* **EXERCISE DETAILS**
Repeat all entries exactly.

Stored items:
▶

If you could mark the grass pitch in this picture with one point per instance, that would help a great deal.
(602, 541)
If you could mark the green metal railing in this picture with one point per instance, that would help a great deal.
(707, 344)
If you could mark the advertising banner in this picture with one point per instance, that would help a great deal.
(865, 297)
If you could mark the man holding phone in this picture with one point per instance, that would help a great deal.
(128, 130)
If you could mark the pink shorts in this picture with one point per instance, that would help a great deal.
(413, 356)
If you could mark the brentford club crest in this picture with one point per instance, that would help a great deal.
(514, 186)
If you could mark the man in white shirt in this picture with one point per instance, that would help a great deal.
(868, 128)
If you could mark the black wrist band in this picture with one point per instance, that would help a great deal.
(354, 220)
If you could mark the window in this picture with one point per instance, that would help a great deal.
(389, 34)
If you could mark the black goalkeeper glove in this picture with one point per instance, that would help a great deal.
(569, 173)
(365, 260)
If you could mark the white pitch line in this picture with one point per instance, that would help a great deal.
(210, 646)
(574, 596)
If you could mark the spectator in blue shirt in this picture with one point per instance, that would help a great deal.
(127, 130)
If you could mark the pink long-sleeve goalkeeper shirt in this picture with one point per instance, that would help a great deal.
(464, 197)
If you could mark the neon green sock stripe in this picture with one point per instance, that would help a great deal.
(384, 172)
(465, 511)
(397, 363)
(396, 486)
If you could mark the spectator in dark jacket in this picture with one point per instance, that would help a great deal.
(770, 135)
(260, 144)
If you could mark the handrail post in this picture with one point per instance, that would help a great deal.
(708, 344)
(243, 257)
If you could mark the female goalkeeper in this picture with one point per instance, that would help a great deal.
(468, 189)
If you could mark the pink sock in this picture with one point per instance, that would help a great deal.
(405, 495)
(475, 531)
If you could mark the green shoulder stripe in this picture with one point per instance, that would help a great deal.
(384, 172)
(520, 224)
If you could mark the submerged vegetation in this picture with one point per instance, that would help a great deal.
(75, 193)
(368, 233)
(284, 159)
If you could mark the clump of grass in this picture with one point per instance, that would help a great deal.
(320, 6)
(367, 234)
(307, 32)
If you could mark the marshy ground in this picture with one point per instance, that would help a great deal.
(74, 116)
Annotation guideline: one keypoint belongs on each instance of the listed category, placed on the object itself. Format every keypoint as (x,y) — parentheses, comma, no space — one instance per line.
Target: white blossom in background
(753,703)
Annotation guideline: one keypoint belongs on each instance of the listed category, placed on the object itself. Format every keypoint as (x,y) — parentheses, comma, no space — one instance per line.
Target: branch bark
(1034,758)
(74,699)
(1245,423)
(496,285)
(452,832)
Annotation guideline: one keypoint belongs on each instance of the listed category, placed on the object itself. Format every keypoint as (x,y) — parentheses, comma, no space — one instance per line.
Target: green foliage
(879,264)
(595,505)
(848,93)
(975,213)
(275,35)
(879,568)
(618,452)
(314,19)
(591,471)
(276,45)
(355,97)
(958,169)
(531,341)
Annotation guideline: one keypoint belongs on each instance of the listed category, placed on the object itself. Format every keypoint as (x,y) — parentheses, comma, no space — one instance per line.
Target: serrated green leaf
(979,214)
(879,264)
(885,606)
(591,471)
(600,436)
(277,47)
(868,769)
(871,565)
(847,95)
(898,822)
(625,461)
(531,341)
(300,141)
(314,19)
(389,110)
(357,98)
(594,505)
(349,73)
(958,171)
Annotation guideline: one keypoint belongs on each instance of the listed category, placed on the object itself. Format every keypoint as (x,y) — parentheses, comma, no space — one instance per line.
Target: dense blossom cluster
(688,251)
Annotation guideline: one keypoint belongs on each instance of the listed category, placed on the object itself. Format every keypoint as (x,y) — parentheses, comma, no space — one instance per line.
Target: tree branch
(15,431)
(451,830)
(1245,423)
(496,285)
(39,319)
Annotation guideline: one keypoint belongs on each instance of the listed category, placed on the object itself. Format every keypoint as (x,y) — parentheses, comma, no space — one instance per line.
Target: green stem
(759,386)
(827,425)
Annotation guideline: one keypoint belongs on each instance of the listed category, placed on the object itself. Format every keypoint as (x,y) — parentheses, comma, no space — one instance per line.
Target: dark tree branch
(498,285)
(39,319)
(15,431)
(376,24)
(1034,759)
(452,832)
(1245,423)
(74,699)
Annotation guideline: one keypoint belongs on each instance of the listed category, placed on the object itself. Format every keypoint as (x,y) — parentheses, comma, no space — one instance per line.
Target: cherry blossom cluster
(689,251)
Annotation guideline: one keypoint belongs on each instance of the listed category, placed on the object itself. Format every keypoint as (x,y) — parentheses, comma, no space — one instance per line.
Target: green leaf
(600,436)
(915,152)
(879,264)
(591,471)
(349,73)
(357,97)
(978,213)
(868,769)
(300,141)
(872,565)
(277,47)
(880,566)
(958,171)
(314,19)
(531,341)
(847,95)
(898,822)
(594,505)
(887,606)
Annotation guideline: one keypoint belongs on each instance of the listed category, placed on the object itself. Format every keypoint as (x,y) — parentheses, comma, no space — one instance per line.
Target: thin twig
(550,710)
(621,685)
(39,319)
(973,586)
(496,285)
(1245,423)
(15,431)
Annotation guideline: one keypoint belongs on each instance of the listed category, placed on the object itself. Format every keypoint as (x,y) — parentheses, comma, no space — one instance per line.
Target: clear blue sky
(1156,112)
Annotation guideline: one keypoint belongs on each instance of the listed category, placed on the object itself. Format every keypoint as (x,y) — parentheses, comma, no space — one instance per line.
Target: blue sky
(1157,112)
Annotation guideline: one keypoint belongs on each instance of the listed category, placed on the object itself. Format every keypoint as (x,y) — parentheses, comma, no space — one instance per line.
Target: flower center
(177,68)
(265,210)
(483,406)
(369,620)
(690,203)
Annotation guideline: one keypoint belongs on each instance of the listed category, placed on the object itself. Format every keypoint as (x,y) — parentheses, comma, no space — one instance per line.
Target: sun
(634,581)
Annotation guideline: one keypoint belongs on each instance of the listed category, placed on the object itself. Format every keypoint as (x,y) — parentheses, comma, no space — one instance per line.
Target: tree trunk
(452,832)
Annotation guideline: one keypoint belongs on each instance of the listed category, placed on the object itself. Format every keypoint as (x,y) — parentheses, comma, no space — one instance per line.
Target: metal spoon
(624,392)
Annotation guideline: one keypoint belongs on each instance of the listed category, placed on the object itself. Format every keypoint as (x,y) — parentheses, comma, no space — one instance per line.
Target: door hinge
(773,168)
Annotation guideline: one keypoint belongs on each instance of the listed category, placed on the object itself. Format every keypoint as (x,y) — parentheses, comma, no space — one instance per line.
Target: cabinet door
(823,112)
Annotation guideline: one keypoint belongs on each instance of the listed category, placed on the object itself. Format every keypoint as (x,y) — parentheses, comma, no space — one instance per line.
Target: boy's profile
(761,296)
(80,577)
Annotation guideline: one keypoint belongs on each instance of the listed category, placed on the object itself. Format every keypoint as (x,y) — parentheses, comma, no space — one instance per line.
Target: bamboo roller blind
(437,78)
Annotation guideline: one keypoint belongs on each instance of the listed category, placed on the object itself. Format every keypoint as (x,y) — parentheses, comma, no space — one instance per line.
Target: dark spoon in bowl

◀

* **RESULT OF THIS EXERCISE**
If you could mark the grass pitch in this picture with one point per instance, that would help a great deal.
(602, 541)
If you could mark the green metal railing in this picture with one point per instance, that would help a great deal.
(707, 344)
If you could mark the advertising banner in this picture with one point per instance, that would help a great deal.
(865, 297)
If you could mark the man holding phone in this picture with one point per instance, that would help a great deal.
(128, 130)
If you could mark the pink shorts in this picture with one point per instance, that would help a great deal.
(413, 356)
If you could mark the brentford club crest in this picture with one point per instance, that would help a great deal.
(514, 186)
If you could mark the man in white shirt in this picture with one point per instance, that would help a great deal.
(868, 128)
If you could mark the black wrist band in this picture with one point per instance, that would help a great deal.
(354, 220)
If you could mark the window in this picture with one point per instance, that would help a great deal.
(389, 34)
If you could mark the black goalkeeper glove in this picture with one point per instance, that would help a great deal.
(569, 173)
(365, 260)
If you could mark the white pitch line in this picture with one point per instance, that would help a great deal.
(210, 646)
(574, 596)
If you could mark the spectator in blue shirt in this picture with one point per instance, that would help a great deal.
(127, 130)
If you could mark the pink long-sleeve goalkeeper shirt in this picture with one point per instance, that would help a great deal.
(464, 197)
If you could mark the neon green sock stripe in this picture with one point per instance, that would help a great deal.
(384, 172)
(465, 511)
(397, 363)
(396, 486)
If you could mark the spectator in dark jacket in this picture with one point per instance, that would help a great deal.
(770, 135)
(260, 144)
If you could mark the handrail post in this picture with one point per instance, that would help a great deal.
(708, 344)
(243, 257)
If you could mark the female goalkeeper in this picture with one point per instance, that would help a great deal.
(468, 189)
If you could mark the pink sock in this picture with one point per instance, that would help a great deal.
(405, 495)
(475, 531)
If you could mark the green shoulder stripe in this picture with one point per instance, that would help a great deal.
(384, 172)
(520, 224)
If you could mark the submerged vegetation in this picture with one point per instance, that would help a great deal.
(75, 193)
(368, 233)
(284, 159)
If you could mark the clump of grass in this picture with one point per instance, that would help a great deal.
(320, 6)
(367, 234)
(307, 32)
If you could mark the marshy ground in this picture with one point per instance, that would help a great deal.
(74, 116)
Annotation guideline: one keypoint belongs on each instance of the listed category, placed on the object itself. Format every keypoint as (x,y) — parentheses, comma, no space — one instance per line.
Target: white blossom in background
(753,703)
Annotation guideline: one keypoint belongs on each instance of the listed category, placed on the object itself. Format every keypoint as (x,y) — parentheses, comma, no space — one instance per line.
Target: branch bark
(1034,758)
(74,699)
(1245,423)
(496,285)
(452,832)
Annotation guideline: one keypoint belongs on each instance of the listed category, placed on the object itself. Format every keypoint as (x,y) — parentheses, comma, no space — one instance per line.
Target: green foliage
(879,264)
(595,505)
(848,93)
(975,213)
(275,35)
(879,568)
(618,452)
(314,19)
(591,471)
(276,45)
(355,97)
(958,169)
(531,341)
Annotation guideline: one keypoint belongs on each instance of the listed category, placed on the object itself. Format every keypoint as (x,y) — parentheses, comma, no space — one instance per line.
Target: serrated green leaf
(979,214)
(879,264)
(885,606)
(591,471)
(600,436)
(277,47)
(868,769)
(871,565)
(847,95)
(898,822)
(625,461)
(531,341)
(300,141)
(314,19)
(389,110)
(357,98)
(594,505)
(349,73)
(958,171)
Annotation guideline: one keypoint belongs on each instance of the listed category, placed on the object itself. Format every keypoint as (x,y) — parentheses, comma, no space — one instance per line.
Target: dense blossom cluster
(688,251)
Annotation guideline: one keypoint belongs on each instance of the listed category, placed on the object itself. Format every keypoint as (x,y) — parentheses, comma, no space — one instance per line.
Target: tree branch
(15,431)
(451,830)
(1245,423)
(496,285)
(39,319)
Annotation guideline: one keypoint belongs on each instance of the listed category, placed on the object itself. Format every keypoint as (x,y) — parentheses, comma, no space — one instance per line.
Target: green stem
(759,386)
(827,425)
Annotation guideline: one keypoint belongs on each instance of the listed category, placed on the object itself. Format every keypoint as (x,y) — parentheses, comma, no space — one instance per line.
Target: dark tree branch
(498,285)
(39,319)
(15,431)
(376,24)
(1034,759)
(452,832)
(1245,423)
(74,699)
Annotation guideline: one keypoint belongs on each instance of the listed category, placed on the object itself. Format every keypoint as (x,y) — parentheses, comma, no space — one instance per line.
Target: cherry blossom cluster
(689,251)
Annotation guideline: one keypoint belongs on each instance of the listed category, placed on the object itself. Format every keypoint as (x,y) — parentheses, comma, no space — one instance per line.
Target: green leaf
(600,436)
(915,152)
(879,264)
(591,471)
(349,73)
(357,97)
(978,213)
(868,769)
(300,141)
(872,565)
(277,47)
(880,566)
(958,171)
(314,19)
(531,341)
(847,95)
(898,822)
(594,505)
(887,606)
Annotation guideline: one keypoint belongs on each instance of the listed category, placed on the object itself. Format every keypoint as (x,y) — parentheses, comma, no space — one instance per line.
Target: thin twig
(550,710)
(621,685)
(39,319)
(973,586)
(496,285)
(1245,423)
(15,431)
Annotation guideline: one keypoint belongs on each instance of the listed category, placed on the object itself. Format every keypoint as (x,y) — parentheses, comma, no space — one instance per line.
Target: clear blue sky
(1156,112)
Annotation guideline: one keypoint belongs on each instance of the listed category, placed on the object itself. Format every keypoint as (x,y) — parentheses, comma, no space — one instance per line.
Target: blue sky
(1157,112)
Annotation guideline: one keypoint belongs on each instance of the listed category, placed on the object itself. Format every keypoint as (x,y) — parentheses, comma, no space — one instance per line.
Target: flower center
(177,68)
(265,210)
(483,406)
(369,620)
(690,203)
Annotation guideline: one keypoint belongs on each instance of the listed category, placed on the object itself. Format every keypoint as (x,y) — parentheses, comma, no space — one instance per line.
Target: sun
(634,581)
Annotation guideline: one keypoint belongs on each instance of the listed category, placed on the object itself. Format every keypoint as (x,y) — parentheses, comma, no space — one instance per line.
Target: tree trunk
(452,832)
Annotation guideline: one keypoint belongs on each instance of the listed category, placed on the object itself. Format every keypoint as (x,y) — parentheses, comma, no space — one instance per line.
Target: metal spoon
(624,392)
Annotation guideline: one keypoint belongs on each instance of the listed category, placed on the object itself. Format every keypoint as (x,y) — parentheses, comma, no space — one instance per line.
Target: door hinge
(773,168)
Annotation guideline: one keypoint belongs on each instance of the listed category, placed on the object itself. Format every keypoint as (x,y) — parentheses, comma, no space — one instance per line.
Target: cabinet door
(823,112)
Annotation guideline: one keypoint belongs on each instance of the listed category, placed on the object itself. Format every keypoint as (x,y) — parentheses, comma, no space — one instance per line.
Target: boy's profile
(761,296)
(80,577)
Annotation guideline: one keypoint belongs on each instance of the listed category, placed on the object itself. Format every keypoint as (x,y) — parentheses, comma, no space — one instance per line.
Target: bamboo roller blind
(437,78)
Annotation guideline: one keypoint belongs on each instance of the listed category, placed on the object itself. Format every keypoint as (x,y) — parentheses, comma, no space — one instance per line.
Target: dark spoon in bowl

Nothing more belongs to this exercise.